[[ Dataset content open ]]

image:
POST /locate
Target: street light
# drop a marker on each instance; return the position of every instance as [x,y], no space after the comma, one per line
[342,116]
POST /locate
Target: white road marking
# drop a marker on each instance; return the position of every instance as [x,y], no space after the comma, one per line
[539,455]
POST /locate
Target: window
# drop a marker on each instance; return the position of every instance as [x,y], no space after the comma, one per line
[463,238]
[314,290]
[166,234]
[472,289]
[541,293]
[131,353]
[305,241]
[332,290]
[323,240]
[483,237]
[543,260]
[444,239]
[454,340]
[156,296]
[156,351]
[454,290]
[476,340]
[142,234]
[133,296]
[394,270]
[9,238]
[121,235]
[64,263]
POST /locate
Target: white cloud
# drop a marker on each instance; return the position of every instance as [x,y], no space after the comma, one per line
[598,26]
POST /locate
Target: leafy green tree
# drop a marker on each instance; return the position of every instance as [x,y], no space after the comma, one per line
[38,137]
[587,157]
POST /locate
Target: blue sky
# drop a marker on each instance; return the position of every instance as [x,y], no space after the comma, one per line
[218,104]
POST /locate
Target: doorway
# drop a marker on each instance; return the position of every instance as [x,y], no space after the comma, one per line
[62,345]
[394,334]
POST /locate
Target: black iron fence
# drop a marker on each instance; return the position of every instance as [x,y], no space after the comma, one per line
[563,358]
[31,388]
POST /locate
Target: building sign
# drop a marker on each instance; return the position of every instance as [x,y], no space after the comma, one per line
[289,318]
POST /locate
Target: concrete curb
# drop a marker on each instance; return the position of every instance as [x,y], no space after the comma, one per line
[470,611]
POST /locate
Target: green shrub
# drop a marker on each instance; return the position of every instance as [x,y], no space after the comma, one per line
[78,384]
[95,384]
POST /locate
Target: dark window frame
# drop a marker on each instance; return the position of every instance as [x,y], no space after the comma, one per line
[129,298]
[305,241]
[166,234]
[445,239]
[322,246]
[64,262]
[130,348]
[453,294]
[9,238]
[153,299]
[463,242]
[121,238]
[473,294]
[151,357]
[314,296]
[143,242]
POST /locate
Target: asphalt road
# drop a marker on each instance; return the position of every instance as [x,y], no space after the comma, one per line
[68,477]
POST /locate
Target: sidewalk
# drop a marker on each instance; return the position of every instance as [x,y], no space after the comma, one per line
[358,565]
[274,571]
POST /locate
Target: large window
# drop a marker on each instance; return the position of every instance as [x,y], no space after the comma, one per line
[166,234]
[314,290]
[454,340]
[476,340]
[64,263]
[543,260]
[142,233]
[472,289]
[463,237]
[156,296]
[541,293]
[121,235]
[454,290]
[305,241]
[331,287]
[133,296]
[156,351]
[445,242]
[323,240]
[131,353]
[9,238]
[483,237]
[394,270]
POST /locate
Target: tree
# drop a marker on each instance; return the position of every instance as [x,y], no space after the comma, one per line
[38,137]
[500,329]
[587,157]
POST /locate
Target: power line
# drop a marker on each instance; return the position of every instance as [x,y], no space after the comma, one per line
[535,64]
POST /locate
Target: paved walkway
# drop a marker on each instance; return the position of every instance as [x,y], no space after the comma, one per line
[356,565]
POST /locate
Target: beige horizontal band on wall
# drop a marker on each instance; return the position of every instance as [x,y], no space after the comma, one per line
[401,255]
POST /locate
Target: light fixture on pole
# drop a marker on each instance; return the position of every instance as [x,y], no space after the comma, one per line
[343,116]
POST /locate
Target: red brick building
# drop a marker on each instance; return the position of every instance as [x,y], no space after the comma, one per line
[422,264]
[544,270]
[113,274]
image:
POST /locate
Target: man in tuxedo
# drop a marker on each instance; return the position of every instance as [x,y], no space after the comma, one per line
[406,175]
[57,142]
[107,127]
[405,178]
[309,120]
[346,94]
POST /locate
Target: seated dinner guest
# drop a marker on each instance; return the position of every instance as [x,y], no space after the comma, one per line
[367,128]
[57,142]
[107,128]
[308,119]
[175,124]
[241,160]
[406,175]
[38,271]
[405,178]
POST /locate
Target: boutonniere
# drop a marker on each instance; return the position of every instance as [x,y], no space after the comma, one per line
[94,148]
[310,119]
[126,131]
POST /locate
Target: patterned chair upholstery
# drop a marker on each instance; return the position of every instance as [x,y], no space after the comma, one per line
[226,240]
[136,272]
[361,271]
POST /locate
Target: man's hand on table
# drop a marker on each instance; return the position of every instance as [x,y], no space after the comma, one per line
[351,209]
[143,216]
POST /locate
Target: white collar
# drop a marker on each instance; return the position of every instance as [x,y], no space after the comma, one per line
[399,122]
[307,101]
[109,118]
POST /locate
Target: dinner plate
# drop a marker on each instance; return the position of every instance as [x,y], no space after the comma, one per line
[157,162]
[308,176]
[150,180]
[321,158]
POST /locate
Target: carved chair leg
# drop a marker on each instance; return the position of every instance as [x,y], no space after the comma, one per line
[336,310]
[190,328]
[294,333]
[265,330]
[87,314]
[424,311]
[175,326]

[[ Dataset content closed ]]

# [Task instructions]
An exact copy of all the entries is the required answer.

# [Response area]
image:
POST /locate
Target: street light
# drop a marker on each instance; return the position of every instance as [x,y], no space after the comma, one per line
[342,116]
POST /locate
Target: white road marking
# drop a marker on each instance; return the position of every instance as [x,y], no space after the comma, one per line
[539,455]
POST /locate
Target: window
# drop a marker on each instance; return the position of every instance as [x,y], no space after the comma, one per line
[463,238]
[314,290]
[166,234]
[472,289]
[541,293]
[131,353]
[305,241]
[332,290]
[323,240]
[483,237]
[543,260]
[444,239]
[454,340]
[156,296]
[156,351]
[454,290]
[476,340]
[142,234]
[133,296]
[394,270]
[9,238]
[121,235]
[64,263]
POST /locate
Target: white cloud
# drop a marker on each instance; return the position of every instance as [x,y], no space after the comma, one per line
[598,26]
POST /locate
Target: leafy green tree
# drop a marker on each instance; return the position of every instance as [x,y], no space after the comma, one per line
[38,137]
[587,157]
POST /locate
Target: blue sky
# drop a marker on each instance; return the position of every instance as [x,y], no space after the comma, one per line
[218,104]
POST /locate
Target: doorway
# drop a marker on each instance; return the position of every instance as [x,y], no space after the comma, one per line
[62,345]
[394,334]
POST /locate
Target: black iron fence
# drop a marker on each instance; return the position of every instance as [x,y], no space after the comma, one per line
[563,358]
[31,388]
POST /locate
Target: building sign
# drop a marker on each instance; return the position of every instance as [x,y], no space after the comma, one per line
[289,318]
POST /locate
Target: concrete curb
# drop a marker on each instance; return the position of every instance as [x,y], no space after the comma, one per line
[470,611]
POST /locate
Target: green shrub
# drop a marker on each instance; return the position of every instance as [x,y], no space after the comma, one per line
[78,384]
[95,384]
POST /locate
Target: dark window frame
# drop a marker on each instance; return the position of every instance as [x,y], no space after the comma, one per line
[129,298]
[305,241]
[166,234]
[445,239]
[322,246]
[64,262]
[130,348]
[453,294]
[9,238]
[153,299]
[463,242]
[121,238]
[473,294]
[151,357]
[314,296]
[143,242]
POST /locate
Target: asphalt road
# drop a marker on each instance; return the position of every instance as [x,y], no space after the comma, one per line
[68,477]
POST /locate
Target: sidewalk
# drop a marker on each instance; return the position of every instance as [x,y], no space after the comma, one per line
[358,565]
[274,571]
POST /locate
Target: large window
# drop a marker on each instance; return the position of every instance as [x,y], no space after the comma, one per line
[166,234]
[314,290]
[454,340]
[476,340]
[64,263]
[543,260]
[142,233]
[472,289]
[463,237]
[156,296]
[541,293]
[121,235]
[454,290]
[305,241]
[331,287]
[133,296]
[156,351]
[445,242]
[323,240]
[131,353]
[9,238]
[483,237]
[394,270]
POST /locate
Target: tree
# drop a marker on each instance; return the position of every instance as [x,y], no space after the comma, one per line
[38,137]
[500,329]
[587,157]
POST /locate
Target: power line
# drop a marker on each instance; return the position of every instance as [x,y], no space after the comma, one per line
[535,64]
POST /locate
Target: paved walkway
# drop a marker on each instance; return the position of every instance as [x,y], no space after the comma, one per line
[356,565]
POST /locate
Target: beige horizontal band on wall
# drop a marker on each instance; return the position of every instance as [x,y], no space after the comma, one per line
[401,255]
POST /locate
Target: light fixture on pole
# drop a marker on each instance; return the position of every instance as [x,y], no space after the comma, one per line
[343,116]
POST /locate
Target: red brick building
# drop a marker on each instance; return the position of every instance as [x,y], no space after the comma, one per line
[422,264]
[544,270]
[113,274]
image:
POST /locate
Target: man in tuxedo
# drop a marker on each instance; return the position of every instance as [x,y], no space after the comma, one per line
[406,175]
[57,142]
[107,127]
[405,178]
[309,120]
[346,94]
POST /locate
Target: seated dinner guest
# drop a marker on each instance; return the position of every instance as [x,y], no space after the comma, one per line
[367,128]
[57,142]
[107,128]
[308,119]
[175,124]
[241,160]
[406,175]
[38,271]
[405,178]
POST /locate
Target: boutonniere
# drop a marker on each instance; return the position of every instance as [x,y], no space after the comma, one per line
[94,148]
[310,119]
[126,131]
POST /locate
Target: patterned chair upholstery
# drop a marker on each instance; return the position of every instance as [x,y], no space after the comma, one per line
[226,240]
[136,272]
[361,271]
POST /locate
Target: man's hand on table
# drop a marker on each instance; return the position of every instance as [x,y], no space after the comma, one per line
[351,209]
[143,216]
POST /locate
Target: white collar
# drop a marker on each instance; return the position of every instance as [x,y], no space after the comma, one per line
[399,122]
[307,101]
[109,118]
POST /locate
Target: dinner plate
# drop a marker on each instance; return the position of every instance as [x,y], no space after the comma, one per line
[157,162]
[308,176]
[150,180]
[321,158]
POST /locate
Target: carved chair leg
# drop a marker on each instance; return the position of every instance as [x,y], no space after the comma, one per line
[336,310]
[190,328]
[294,333]
[265,330]
[87,314]
[424,311]
[175,326]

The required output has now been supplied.